■ **Aim of the task**: Can you quote each of the entries below word for word, leaving the picture out?

================================

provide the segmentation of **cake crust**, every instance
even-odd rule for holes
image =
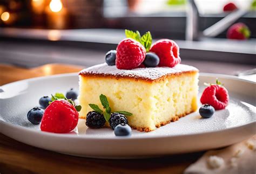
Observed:
[[[132,70],[123,70],[117,69],[116,66],[109,66],[106,63],[103,63],[85,69],[80,71],[79,75],[94,78],[110,77],[159,82],[170,76],[178,76],[184,73],[196,73],[198,71],[198,69],[194,67],[181,64],[173,68],[139,68]]]

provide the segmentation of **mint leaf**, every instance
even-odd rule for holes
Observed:
[[[99,108],[99,106],[97,105],[93,104],[89,104],[89,106],[94,111],[96,111],[98,113],[103,113],[103,111]]]
[[[131,116],[132,115],[132,113],[131,113],[131,112],[129,112],[126,111],[116,111],[115,112],[117,112],[121,114],[125,115],[125,116]]]
[[[150,47],[151,46],[152,39],[151,34],[149,31],[143,34],[140,39],[140,43],[144,46],[145,48],[146,48],[147,52],[149,52]]]
[[[106,112],[109,113],[111,113],[111,108],[110,107],[107,107],[107,108],[106,108]]]
[[[221,83],[220,83],[218,78],[216,78],[216,84],[218,85],[221,85]]]
[[[126,38],[130,38],[139,42],[140,42],[140,34],[139,34],[139,31],[136,31],[136,32],[134,32],[131,30],[125,30],[125,32]]]
[[[101,94],[100,96],[99,96],[99,100],[104,108],[107,108],[109,107],[109,102],[107,101],[107,98],[106,96]]]
[[[80,105],[76,105],[75,106],[75,108],[77,111],[77,112],[79,112],[81,111],[82,106]]]
[[[54,96],[52,95],[51,96],[51,100],[52,102],[53,102],[54,100],[56,100],[58,99],[65,99],[66,98],[64,94],[63,94],[62,93],[56,93]]]
[[[106,121],[109,121],[109,119],[110,118],[110,113],[107,113],[106,112],[104,112],[103,113],[103,115],[104,116],[105,119]]]

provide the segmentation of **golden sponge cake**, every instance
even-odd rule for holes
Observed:
[[[127,117],[129,125],[140,131],[153,130],[197,108],[198,70],[192,66],[121,70],[103,63],[79,75],[80,118],[92,110],[89,103],[101,106],[102,93],[112,111],[132,113]]]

================================

■ **Complete response**:
provide the segmentation of **cake crust**, every instance
even-odd rule for holes
image =
Observed:
[[[132,70],[123,70],[117,69],[116,66],[109,66],[106,63],[103,63],[85,69],[80,71],[79,75],[94,78],[110,77],[159,82],[170,76],[178,76],[184,73],[196,73],[198,71],[198,69],[194,67],[181,64],[173,68],[139,68]]]

provide the segmentation of **mint leaf**, every instance
even-odd rule for holes
Observed:
[[[99,108],[99,106],[97,105],[93,104],[89,104],[89,106],[94,111],[96,111],[98,113],[103,113],[103,111]]]
[[[131,116],[132,115],[132,113],[131,113],[131,112],[129,112],[126,111],[116,111],[115,112],[117,112],[121,114],[125,115],[125,116]]]
[[[150,47],[151,46],[152,39],[151,34],[149,31],[143,34],[140,39],[140,43],[144,46],[145,48],[146,48],[147,52],[149,52]]]
[[[106,112],[109,113],[111,113],[111,108],[110,107],[107,107],[107,108],[106,108]]]
[[[221,83],[220,83],[218,78],[216,78],[216,84],[218,85],[221,85]]]
[[[126,38],[130,38],[139,42],[140,42],[140,34],[139,34],[139,31],[136,31],[136,32],[134,32],[131,30],[125,30],[125,32]]]
[[[101,94],[100,96],[99,96],[99,100],[104,108],[107,108],[109,107],[109,102],[107,101],[107,98],[106,96]]]
[[[80,105],[76,105],[75,106],[75,108],[77,111],[77,112],[79,112],[81,111],[82,106]]]
[[[54,96],[52,95],[51,96],[51,100],[52,102],[53,102],[54,100],[56,100],[58,99],[65,99],[66,98],[64,94],[63,94],[62,93],[56,93]]]
[[[106,121],[109,121],[109,119],[110,118],[110,113],[107,113],[106,112],[104,112],[103,113],[103,115],[104,116],[105,119]]]

provide the segmentation of **golden sponge cake**, every instance
even-odd rule for holes
Observed:
[[[127,117],[129,125],[140,131],[153,130],[197,108],[198,70],[192,66],[121,70],[103,63],[79,75],[80,118],[92,110],[89,103],[101,106],[102,93],[112,111],[132,113]]]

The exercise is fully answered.